(Liste des tâches)
1) Traduisez en anglais cette phrase du texte de l'exercice : « La norme existe et le défi consiste maintenant à la mettre en œuvre. »
2) Poursuivez le texte sur les normes mondiales pour le rétablissement des voyages aériens à partir de sa dernière phrase.

L’élaboration de normes mondiales est selon l’IATA « sous-jacente à tout scénario de rétablissement de la connectivité aérienne », afin que les exigences d’un pays en particulier puissent être satisfaites par les voyageurs provenant d’autres territoires. Les normes mondiales en cours d’élaboration incluent :

  • Certificats de vaccination : l’OMS dirige les efforts en vue d’établir les normes nécessaires à l’enregistrement numérique des informations sur la vaccination, qui seront critiques pour le rétablissement des voyages internationaux. Le certificat de vaccination intelligent sera le successeur numérique du « livret jaune » utilisé depuis longtemps pour gérer les vaccins, comme celui de la fièvre jaune.
  • Cadre mondial pour l’administration des tests : l’OCDE pose les fondations d’un cadre mondial susceptible d’aider les gouvernements à se fier aux données de test en se basant sur la reconnaissance mutuelle des résultats. L’urgence d’un tel cadre a été démontrée lors de la suspension récente des vols entre les ÉAU et le Danemark en raison des inquiétudes concernant le régime de test des ÉAU. Un cadre ayant la confiance de tous évitera aux voyageurs d’être pris entre deux feux lorsque des gouvernements ne reconnaissent pas les régimes de test entre eux. La standardisation des certificats de test est également essentielle.
  • Justificatifs de voyage numériques (DTC) : l’OACI a publié des normes pour la création de DTC à partir des passeports numériques. En plus de permettre des voyages sans contact comme le recommandent les lignes directrices de l’équipe CART de l’OACI, ces justificatifs sont une composante essentielle permettant de lier numériquement le voyageur à ses certificats de vaccination et de test. La norme existe et le défi consiste maintenant à la mettre en œuvre.

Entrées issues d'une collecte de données
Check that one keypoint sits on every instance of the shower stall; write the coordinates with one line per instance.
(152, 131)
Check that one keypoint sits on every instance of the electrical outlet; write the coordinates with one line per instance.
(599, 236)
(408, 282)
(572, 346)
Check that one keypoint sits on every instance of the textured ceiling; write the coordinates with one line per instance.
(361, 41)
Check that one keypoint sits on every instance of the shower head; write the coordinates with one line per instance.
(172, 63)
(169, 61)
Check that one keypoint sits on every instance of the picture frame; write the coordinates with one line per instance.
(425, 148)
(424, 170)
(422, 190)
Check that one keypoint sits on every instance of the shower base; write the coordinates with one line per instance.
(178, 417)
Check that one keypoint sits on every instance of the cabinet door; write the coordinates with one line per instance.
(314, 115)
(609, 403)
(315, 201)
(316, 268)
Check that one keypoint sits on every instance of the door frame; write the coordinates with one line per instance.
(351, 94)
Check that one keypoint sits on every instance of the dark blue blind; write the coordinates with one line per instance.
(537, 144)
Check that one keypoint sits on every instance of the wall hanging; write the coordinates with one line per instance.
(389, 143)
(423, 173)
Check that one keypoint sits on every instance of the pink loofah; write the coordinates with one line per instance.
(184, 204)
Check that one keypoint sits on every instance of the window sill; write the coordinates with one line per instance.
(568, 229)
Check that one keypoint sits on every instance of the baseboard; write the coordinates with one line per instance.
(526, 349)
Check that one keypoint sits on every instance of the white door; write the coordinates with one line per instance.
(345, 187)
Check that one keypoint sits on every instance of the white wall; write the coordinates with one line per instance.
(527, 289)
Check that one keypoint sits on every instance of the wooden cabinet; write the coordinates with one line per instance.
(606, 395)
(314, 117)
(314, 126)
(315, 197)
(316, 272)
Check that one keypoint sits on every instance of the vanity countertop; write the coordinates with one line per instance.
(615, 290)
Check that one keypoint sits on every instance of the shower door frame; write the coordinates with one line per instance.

(Résultats attendus)
1) The standard exists, and the challenge now is to implement it.

2)
« Comme nous l’avons vu, les décisions unilatérales des gouvernements sont très efficaces pour éliminer la mobilité mondiale. Le rétablissement de la liberté de voyager, toutefois, n’est possible qu’avec la coopération. Les gouvernements constatent déjà à quel point ce sera difficile, en l’absence de normes mondiales relatives aux vaccins et aux tests. Cela fait ressortir l’urgence des travaux essentiels réalisés par l’OMS, l’OCDE et l’OACI. L’IATA participe à ces initiatives et elle est prête à aider les gouvernements à les mettre en œuvre », selon M. de Juniac

Pour le dirigeant de l’IATA, « nous pouvons voir la lumière au bout du tunnel à mesure que les programmes de vaccination sont déployés. Pour que cette vision se transforme en redémarrage sûr et ordonné, il faut une planification et une coordination minutieuses de la part des gouvernements et de l’industrie. Cela représente un défi alors que la priorité pour les semaines et les mois à venir sera d’endiguer la propagation des nouveaux variants. Mais même avec l’aggravation de la crise, il est important de préparer la reprise des vols lorsque la situation épidémiologique le permettra. La compréhension des critères politiques des gouvernements et l’adoption des normes mondiales nécessaires au retour à la normale dans le domaine des voyages feront en sorte que le transport aérien soit bien préparé et qu’il ne devienne pas un vecteur considérable de réimportation. Les compagnies aériennes sont disposées à soutenir les gouvernements dans cette tâche », conclut Alexandre de Juniac.